WHAT IS EXPECTED => Omit the pictures and output every entry below exactly as written.

-- EXTRACTED INFORMATION start --

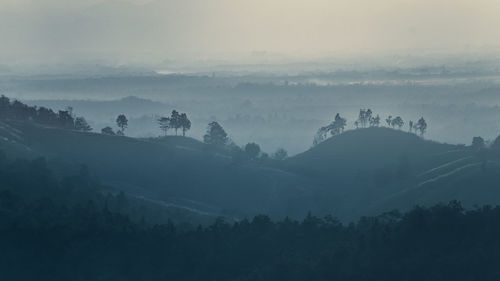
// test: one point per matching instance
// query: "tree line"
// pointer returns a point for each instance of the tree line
(53, 239)
(366, 118)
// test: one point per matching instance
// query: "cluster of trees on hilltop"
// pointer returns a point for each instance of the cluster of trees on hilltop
(366, 119)
(17, 110)
(217, 136)
(176, 121)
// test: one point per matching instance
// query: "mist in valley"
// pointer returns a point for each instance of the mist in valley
(249, 140)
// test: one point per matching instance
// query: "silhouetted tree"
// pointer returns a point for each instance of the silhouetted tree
(397, 122)
(421, 126)
(334, 128)
(185, 123)
(82, 125)
(364, 117)
(252, 150)
(496, 144)
(107, 131)
(122, 123)
(215, 134)
(164, 123)
(280, 154)
(375, 121)
(388, 120)
(478, 143)
(175, 121)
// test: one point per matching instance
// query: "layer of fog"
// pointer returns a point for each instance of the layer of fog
(275, 110)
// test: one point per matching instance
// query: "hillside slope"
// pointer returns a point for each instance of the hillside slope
(173, 170)
(377, 169)
(361, 172)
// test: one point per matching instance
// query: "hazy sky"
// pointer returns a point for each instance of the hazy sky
(142, 30)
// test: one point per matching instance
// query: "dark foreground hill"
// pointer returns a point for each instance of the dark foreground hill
(174, 170)
(51, 242)
(360, 172)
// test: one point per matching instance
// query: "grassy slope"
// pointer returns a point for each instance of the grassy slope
(174, 168)
(377, 169)
(360, 172)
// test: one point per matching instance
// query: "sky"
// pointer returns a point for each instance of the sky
(127, 31)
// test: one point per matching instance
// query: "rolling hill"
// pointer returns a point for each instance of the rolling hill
(360, 172)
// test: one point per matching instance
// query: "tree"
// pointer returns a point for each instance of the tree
(496, 144)
(421, 126)
(478, 143)
(107, 131)
(398, 121)
(185, 123)
(82, 125)
(122, 123)
(388, 120)
(252, 150)
(280, 154)
(410, 126)
(164, 123)
(175, 121)
(335, 128)
(375, 121)
(215, 134)
(364, 117)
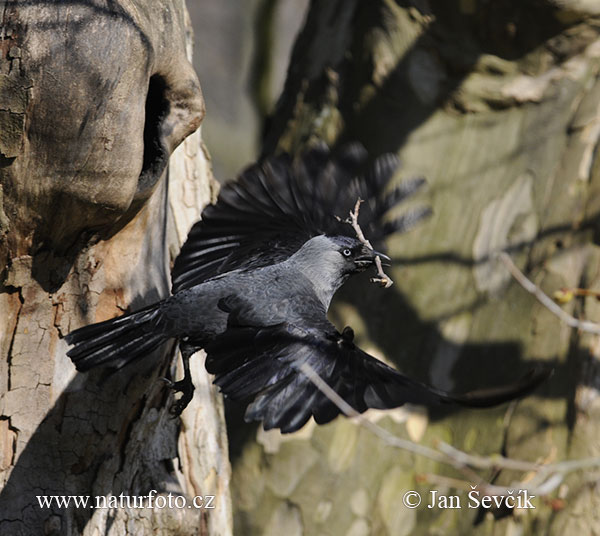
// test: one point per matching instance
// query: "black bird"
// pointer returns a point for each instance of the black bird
(253, 283)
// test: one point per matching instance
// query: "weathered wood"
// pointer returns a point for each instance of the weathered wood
(94, 97)
(502, 116)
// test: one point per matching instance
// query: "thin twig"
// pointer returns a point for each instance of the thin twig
(545, 300)
(547, 477)
(382, 278)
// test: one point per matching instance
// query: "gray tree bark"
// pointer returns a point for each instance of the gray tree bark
(498, 105)
(94, 97)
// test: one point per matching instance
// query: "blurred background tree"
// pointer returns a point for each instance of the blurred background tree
(497, 104)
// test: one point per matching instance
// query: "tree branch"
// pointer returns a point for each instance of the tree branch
(382, 278)
(545, 300)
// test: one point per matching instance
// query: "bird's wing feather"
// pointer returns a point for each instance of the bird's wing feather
(264, 363)
(275, 206)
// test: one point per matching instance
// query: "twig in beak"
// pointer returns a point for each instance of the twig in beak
(382, 278)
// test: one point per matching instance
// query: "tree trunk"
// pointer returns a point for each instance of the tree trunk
(497, 104)
(94, 98)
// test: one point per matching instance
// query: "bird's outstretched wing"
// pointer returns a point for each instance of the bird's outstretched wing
(275, 206)
(264, 363)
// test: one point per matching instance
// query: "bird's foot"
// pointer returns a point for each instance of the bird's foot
(186, 387)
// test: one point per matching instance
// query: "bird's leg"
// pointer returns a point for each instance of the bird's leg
(185, 385)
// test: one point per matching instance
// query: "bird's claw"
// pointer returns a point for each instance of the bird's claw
(184, 386)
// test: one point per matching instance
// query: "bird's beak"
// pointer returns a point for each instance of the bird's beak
(369, 257)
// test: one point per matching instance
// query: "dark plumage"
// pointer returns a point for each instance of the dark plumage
(253, 283)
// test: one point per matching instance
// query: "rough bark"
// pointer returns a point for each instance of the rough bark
(497, 104)
(94, 97)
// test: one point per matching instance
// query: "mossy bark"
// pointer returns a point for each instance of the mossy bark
(97, 96)
(497, 105)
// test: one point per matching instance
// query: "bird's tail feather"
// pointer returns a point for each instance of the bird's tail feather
(117, 341)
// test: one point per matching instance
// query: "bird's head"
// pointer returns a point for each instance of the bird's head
(329, 260)
(352, 255)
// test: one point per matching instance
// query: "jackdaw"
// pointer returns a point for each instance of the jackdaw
(253, 283)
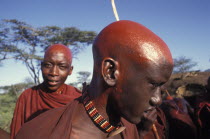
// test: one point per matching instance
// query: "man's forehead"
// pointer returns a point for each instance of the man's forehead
(151, 53)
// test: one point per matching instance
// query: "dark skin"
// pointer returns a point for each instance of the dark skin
(130, 66)
(56, 67)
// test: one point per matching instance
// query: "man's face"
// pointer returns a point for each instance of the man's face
(141, 89)
(55, 69)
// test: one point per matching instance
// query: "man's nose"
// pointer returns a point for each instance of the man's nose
(156, 99)
(54, 71)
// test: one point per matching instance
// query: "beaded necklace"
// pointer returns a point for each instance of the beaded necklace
(97, 118)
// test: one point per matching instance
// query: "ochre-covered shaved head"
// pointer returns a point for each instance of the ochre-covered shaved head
(59, 48)
(132, 40)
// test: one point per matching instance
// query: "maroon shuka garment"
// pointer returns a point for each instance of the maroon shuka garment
(4, 134)
(160, 125)
(35, 101)
(59, 125)
(202, 112)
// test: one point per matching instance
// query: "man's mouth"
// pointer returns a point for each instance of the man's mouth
(52, 82)
(149, 109)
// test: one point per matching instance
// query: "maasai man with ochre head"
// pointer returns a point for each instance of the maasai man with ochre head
(131, 64)
(52, 93)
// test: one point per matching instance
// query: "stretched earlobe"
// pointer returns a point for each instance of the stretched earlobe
(110, 71)
(71, 69)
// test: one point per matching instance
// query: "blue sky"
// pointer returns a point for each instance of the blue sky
(183, 24)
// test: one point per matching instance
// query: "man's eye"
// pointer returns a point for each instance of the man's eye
(155, 84)
(63, 67)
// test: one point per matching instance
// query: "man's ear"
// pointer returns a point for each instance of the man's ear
(110, 71)
(71, 69)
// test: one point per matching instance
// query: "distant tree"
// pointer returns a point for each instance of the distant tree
(82, 76)
(183, 64)
(22, 42)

-- EXTRACTED INFORMATION end --

RESPONSE FOR THIS EXERCISE =>
// test: one point per matching instance
// query: "tree line"
// pointer returns a point for each instance of the tree line
(53, 239)
(366, 118)
// test: one point per matching instance
// query: "cluster of trees on hilltop"
// pointer returns a point for each instance of the cluster of trees on hilltop
(366, 119)
(17, 110)
(217, 136)
(176, 121)
// test: one point per matching instance
// query: "mist in valley"
// pointer returns a point for each instance of the mist in valley
(249, 140)
// test: one point per matching instance
// query: "silhouetted tree"
// pointer returns a point for each instance of the silhouetted tree
(397, 122)
(421, 126)
(334, 128)
(185, 123)
(82, 125)
(364, 117)
(252, 150)
(496, 144)
(107, 131)
(122, 123)
(215, 134)
(164, 123)
(280, 154)
(375, 121)
(388, 120)
(478, 143)
(175, 121)
// test: one point per matching instance
// query: "layer of fog"
// pointer returns a point for each instance of the layer of fog
(275, 110)
// test: one point per matching instance
// query: "hillside slope"
// pointer returns a point for each instance of the hillside slope
(173, 170)
(377, 169)
(361, 172)
// test: one point per matching instance
// query: "hazy sky"
// pointer returns a point for each instance of the hazy sky
(142, 30)
// test: one point per matching instance
// query: "dark foreground hill"
// pointer returns a point for each instance of the dark foreground hill
(174, 170)
(51, 242)
(360, 172)
// test: one point per matching instance
// query: "grassy slope"
// pointer returns a point for each instance of the grassy slope
(174, 168)
(377, 169)
(360, 172)
// test: one point per matching instance
// query: "sky"
// pointer returns a point for each instance of the sky
(127, 31)
// test: one point per matching instance
// query: "rolling hill"
// pointer returns a point for each instance of the rolling hill
(360, 172)
// test: one point per matching instance
// query: "tree"
// pointer returns a point for each instance of the tree
(496, 144)
(421, 126)
(478, 143)
(107, 131)
(398, 121)
(185, 123)
(82, 125)
(122, 123)
(388, 120)
(252, 150)
(280, 154)
(410, 126)
(164, 123)
(175, 121)
(335, 128)
(375, 121)
(215, 134)
(364, 117)
// test: one point per matching instance
// query: "black bird"
// pointer returns a point for each instance of the black bird
(253, 283)
// test: one point per matching instance
// query: "weathered wood"
// pointer returns a point for each instance of the weathered wood
(94, 97)
(502, 116)
// test: one point per matching instance
// query: "thin twig"
// pointer returns a point for each instance of the thin twig
(545, 300)
(547, 477)
(382, 278)
// test: one point per matching instance
// query: "gray tree bark"
// pointer returns a point for each instance of the gray tree bark
(498, 105)
(94, 97)
// test: one point per matching instance
// query: "blurred background tree"
// pointer returns a point for each instance of the blurred background tree
(497, 104)
// test: one point per matching instance
// query: "tree branch"
// pointer returns a point for each instance of the tree branch
(382, 278)
(545, 300)
// test: one point per matching instance
// query: "bird's wing feather"
// pointer returns a point for each instance of the bird's wing feather
(264, 363)
(275, 206)
// test: one point per matching instance
// query: "twig in beak"
// pointer returns a point for each instance of the twig in beak
(382, 278)
// test: one point per matching instance
// query: "tree trunk"
// pointer returns a point for each instance of the tree trunk
(497, 104)
(94, 98)
// test: one point per matching instance
// query: "bird's outstretched wing"
// pointer returns a point for each instance of the bird's outstretched wing
(275, 206)
(264, 363)
// test: one point per matching instance
// query: "bird's foot"
// pointer returns a point for each instance of the bird's foot
(186, 387)
// test: one point per matching instance
// query: "bird's leg"
// pointer returns a point for each instance of the bird's leg
(185, 385)
// test: one point per matching instance
// query: "bird's claw"
// pointer returns a point for each instance of the bird's claw
(184, 386)
// test: one point per matching instance
// query: "bird's beak"
// pointer returns a point for each instance of the bird's beak
(369, 257)
// test: one point per matching instance
// query: "dark plumage"
// pointer returns a point for each instance of the dark plumage
(253, 283)
// test: one point per matching instance
// query: "rough bark"
// pointer returns a point for each instance of the rough bark
(497, 104)
(94, 97)
// test: one point per matching instance
// query: "mossy bark"
// pointer returns a point for each instance of the mossy bark
(97, 96)
(497, 105)
// test: one point per matching instance
// query: "bird's tail feather"
// pointer returns a point for each instance of the bird's tail feather
(117, 341)
// test: one point per matching instance
// query: "bird's head"
// pointer returns a point for each instance of the bird's head
(329, 260)
(352, 255)
// test: one point per matching instance
// query: "jackdaw"
// pointer returns a point for each instance of the jackdaw
(253, 283)
// test: one point per matching instance
// query: "man's forehead"
// pointer returns a point for each instance of the man's forehead
(151, 53)
// test: one point per matching instance
// query: "dark skin"
// pointer returns a point for each instance of the dark skin
(130, 66)
(56, 67)
// test: one point per matching instance
// query: "man's face"
// pointer returns a point for each instance of the man's face
(141, 89)
(55, 69)
// test: one point per matching instance
// query: "man's nose"
// pointer returns a point for each instance of the man's nose
(156, 99)
(54, 71)
// test: one point per matching instance
// query: "beaded necklace"
// pointer returns a point for each instance of the beaded necklace
(97, 118)
// test: one point per matching instance
// query: "ochre-covered shaved head"
// pointer returns a point for each instance of the ochre-covered shaved head
(59, 48)
(132, 40)
// test: one point per matching instance
// query: "maroon shuka garment"
// pointer returns a point for each instance of the maroon shuka garment
(4, 134)
(160, 125)
(35, 101)
(59, 125)
(202, 112)
// test: one point per matching instance
// query: "man's mouth"
// pointer returns a point for each instance of the man's mouth
(52, 82)
(149, 109)
// test: one point per matching instance
// query: "maasai man with ochre head"
// pointer returns a point for each instance of the maasai man with ochre head
(131, 64)
(52, 93)
// test: one point per matching instance
// query: "stretched earlobe"
// pointer returns a point for each instance of the stretched earlobe
(110, 71)
(71, 69)
// test: one point per matching instance
// query: "blue sky"
// pointer returns a point for each instance of the blue sky
(183, 24)
// test: one point per matching instance
// query: "man's eye"
// pointer returns a point for each instance of the man's eye
(155, 84)
(63, 67)
// test: one point per matching instance
// query: "man's ear"
// pointer returns a point for each instance of the man's ear
(110, 71)
(71, 69)
// test: one point per matching instance
// query: "distant tree"
// pointer returns a point for each instance of the distant tree
(82, 76)
(183, 64)
(22, 42)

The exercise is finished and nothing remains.